## The request
Extract every line of the data below that contains the word "crane", treating uppercase and lowercase as different.
==*==
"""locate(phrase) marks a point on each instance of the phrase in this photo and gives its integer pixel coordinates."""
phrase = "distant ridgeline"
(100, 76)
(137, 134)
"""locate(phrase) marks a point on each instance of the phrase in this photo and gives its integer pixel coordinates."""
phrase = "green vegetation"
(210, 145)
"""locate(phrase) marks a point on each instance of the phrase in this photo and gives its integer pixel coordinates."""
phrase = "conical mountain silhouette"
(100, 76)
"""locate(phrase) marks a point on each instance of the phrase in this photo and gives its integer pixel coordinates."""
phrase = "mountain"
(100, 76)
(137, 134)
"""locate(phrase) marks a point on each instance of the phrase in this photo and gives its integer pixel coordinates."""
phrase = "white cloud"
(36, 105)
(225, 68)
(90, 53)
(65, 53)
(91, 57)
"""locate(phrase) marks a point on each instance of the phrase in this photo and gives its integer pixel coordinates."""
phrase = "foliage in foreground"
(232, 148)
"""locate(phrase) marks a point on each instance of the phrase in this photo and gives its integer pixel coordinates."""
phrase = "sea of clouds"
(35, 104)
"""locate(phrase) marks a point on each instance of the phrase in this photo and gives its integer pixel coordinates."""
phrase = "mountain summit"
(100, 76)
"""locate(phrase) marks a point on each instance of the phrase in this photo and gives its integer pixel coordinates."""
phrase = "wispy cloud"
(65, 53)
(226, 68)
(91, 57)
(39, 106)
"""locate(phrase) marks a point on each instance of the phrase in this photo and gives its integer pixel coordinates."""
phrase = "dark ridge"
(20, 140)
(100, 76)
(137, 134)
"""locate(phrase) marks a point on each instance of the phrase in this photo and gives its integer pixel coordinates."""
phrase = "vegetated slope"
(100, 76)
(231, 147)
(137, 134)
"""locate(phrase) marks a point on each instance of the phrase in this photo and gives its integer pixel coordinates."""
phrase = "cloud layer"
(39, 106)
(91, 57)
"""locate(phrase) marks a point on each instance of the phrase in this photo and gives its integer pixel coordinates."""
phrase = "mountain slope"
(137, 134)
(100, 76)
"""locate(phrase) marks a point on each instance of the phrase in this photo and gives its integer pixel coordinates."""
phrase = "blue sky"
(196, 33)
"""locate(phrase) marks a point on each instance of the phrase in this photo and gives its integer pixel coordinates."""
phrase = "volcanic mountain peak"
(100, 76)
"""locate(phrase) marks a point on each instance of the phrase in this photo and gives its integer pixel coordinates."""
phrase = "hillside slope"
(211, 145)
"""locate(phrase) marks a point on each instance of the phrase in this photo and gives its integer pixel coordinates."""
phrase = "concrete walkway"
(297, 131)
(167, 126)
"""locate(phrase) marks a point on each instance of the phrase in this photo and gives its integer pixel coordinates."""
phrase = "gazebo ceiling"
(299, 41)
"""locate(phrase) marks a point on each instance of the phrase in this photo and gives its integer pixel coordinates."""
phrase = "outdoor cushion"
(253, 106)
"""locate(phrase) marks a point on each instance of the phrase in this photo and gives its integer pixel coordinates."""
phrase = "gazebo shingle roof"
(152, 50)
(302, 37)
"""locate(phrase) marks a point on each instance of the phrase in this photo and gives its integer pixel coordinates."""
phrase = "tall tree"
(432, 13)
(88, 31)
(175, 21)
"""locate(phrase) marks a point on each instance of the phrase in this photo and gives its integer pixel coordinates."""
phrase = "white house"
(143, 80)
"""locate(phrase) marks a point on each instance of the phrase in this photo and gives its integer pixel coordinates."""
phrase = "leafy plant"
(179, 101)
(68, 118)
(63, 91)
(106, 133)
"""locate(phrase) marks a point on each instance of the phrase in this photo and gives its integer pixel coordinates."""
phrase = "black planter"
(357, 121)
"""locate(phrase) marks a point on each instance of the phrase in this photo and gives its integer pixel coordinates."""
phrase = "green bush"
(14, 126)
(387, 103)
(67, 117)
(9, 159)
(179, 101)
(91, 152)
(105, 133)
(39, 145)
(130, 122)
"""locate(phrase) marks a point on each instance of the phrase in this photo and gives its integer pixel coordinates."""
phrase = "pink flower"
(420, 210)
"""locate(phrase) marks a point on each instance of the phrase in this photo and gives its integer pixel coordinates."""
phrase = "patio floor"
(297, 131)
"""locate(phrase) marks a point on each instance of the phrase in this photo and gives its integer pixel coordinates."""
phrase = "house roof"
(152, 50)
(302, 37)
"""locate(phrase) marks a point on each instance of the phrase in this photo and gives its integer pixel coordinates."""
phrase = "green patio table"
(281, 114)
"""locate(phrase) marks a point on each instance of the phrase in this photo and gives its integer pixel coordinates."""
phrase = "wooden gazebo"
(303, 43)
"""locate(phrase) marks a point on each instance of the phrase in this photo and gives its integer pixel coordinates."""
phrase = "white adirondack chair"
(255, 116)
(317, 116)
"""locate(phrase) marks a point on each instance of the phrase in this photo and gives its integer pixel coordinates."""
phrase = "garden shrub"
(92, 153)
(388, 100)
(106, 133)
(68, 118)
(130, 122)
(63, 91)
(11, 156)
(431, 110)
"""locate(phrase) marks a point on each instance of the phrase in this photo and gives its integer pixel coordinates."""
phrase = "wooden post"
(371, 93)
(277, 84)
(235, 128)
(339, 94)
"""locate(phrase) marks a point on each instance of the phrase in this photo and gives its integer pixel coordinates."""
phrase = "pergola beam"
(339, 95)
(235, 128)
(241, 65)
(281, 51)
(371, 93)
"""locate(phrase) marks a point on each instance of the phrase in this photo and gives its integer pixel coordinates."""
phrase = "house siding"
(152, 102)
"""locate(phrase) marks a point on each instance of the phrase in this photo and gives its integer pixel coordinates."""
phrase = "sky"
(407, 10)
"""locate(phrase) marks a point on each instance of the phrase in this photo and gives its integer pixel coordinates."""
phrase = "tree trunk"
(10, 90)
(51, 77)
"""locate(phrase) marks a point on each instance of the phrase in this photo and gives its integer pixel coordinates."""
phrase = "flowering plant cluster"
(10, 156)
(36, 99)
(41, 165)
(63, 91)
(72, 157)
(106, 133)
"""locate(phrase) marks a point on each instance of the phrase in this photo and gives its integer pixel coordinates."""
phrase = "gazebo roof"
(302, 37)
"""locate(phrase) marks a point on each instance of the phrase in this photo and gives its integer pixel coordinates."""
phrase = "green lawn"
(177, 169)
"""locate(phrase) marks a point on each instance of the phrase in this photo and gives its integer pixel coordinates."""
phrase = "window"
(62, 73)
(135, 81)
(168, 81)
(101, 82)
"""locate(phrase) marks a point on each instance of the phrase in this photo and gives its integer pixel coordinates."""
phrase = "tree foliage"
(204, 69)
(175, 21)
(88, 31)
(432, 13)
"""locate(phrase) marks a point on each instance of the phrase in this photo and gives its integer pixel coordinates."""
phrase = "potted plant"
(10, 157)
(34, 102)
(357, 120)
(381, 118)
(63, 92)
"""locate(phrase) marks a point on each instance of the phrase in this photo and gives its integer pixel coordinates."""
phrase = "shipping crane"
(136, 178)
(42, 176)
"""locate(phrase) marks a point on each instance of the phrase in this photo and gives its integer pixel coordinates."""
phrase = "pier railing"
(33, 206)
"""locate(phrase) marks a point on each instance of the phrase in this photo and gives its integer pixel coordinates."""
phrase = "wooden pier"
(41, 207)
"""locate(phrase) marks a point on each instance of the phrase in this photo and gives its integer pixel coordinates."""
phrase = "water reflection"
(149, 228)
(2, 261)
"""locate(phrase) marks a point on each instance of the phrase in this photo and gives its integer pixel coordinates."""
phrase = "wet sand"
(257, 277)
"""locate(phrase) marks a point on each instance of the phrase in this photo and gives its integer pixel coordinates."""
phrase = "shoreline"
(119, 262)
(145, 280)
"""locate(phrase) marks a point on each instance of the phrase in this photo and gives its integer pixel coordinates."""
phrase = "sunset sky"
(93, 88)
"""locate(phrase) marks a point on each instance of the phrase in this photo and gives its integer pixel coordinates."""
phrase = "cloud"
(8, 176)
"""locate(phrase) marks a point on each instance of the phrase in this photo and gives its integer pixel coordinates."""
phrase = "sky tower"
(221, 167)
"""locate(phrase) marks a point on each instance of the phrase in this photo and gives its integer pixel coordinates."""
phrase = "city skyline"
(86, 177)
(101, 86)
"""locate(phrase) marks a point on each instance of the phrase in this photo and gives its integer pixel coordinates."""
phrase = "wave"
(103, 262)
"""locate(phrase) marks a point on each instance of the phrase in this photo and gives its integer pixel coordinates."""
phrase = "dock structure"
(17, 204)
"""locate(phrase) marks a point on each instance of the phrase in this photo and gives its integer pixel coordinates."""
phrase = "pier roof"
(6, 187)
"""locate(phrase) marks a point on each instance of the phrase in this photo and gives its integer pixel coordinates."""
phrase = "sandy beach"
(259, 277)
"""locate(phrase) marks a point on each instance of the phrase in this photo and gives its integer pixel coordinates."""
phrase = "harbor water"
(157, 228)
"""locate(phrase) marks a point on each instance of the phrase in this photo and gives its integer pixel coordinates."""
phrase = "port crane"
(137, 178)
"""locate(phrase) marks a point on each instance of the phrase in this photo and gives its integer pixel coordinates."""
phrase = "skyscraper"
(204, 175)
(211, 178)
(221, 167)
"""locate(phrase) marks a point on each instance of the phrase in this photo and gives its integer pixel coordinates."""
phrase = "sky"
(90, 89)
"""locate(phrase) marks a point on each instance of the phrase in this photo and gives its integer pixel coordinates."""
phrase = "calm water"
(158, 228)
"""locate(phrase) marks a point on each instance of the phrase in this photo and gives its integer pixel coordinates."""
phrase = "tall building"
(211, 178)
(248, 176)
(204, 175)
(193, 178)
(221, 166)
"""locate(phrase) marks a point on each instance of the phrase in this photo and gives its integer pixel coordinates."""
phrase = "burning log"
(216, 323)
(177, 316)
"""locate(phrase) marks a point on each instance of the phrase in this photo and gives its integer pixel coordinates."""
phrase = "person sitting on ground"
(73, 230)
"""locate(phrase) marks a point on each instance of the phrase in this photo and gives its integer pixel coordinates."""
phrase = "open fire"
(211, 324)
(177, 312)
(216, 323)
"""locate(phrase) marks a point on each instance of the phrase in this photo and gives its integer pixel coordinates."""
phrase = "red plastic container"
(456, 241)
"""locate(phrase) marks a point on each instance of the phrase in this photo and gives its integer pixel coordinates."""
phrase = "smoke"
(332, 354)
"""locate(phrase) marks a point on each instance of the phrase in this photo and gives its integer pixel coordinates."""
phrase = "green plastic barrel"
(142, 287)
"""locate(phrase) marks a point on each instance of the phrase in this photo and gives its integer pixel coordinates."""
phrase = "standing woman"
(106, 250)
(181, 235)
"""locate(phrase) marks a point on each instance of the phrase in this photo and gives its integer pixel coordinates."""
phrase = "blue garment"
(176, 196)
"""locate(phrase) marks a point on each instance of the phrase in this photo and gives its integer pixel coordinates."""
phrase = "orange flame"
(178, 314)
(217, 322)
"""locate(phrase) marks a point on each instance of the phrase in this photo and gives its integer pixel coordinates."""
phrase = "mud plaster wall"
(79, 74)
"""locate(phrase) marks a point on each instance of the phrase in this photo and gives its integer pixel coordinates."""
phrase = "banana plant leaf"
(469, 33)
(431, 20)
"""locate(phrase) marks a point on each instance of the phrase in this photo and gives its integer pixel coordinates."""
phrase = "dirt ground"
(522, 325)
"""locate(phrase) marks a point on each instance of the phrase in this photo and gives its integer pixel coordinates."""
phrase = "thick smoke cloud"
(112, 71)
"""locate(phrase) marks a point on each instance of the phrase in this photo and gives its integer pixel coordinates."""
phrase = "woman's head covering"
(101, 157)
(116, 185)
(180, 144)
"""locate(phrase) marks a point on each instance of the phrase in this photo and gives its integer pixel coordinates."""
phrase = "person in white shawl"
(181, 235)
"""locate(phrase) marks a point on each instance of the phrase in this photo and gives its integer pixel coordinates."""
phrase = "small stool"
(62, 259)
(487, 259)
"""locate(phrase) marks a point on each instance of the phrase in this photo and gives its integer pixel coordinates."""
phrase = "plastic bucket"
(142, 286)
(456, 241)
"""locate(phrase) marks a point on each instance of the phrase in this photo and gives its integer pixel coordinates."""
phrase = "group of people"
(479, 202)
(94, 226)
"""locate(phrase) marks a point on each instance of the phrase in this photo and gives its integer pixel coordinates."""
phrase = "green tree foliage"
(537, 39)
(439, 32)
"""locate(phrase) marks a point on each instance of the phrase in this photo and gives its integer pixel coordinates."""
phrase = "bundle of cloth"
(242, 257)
==*==
## Final answer
phrase = "shipping crane"
phrase = "port crane"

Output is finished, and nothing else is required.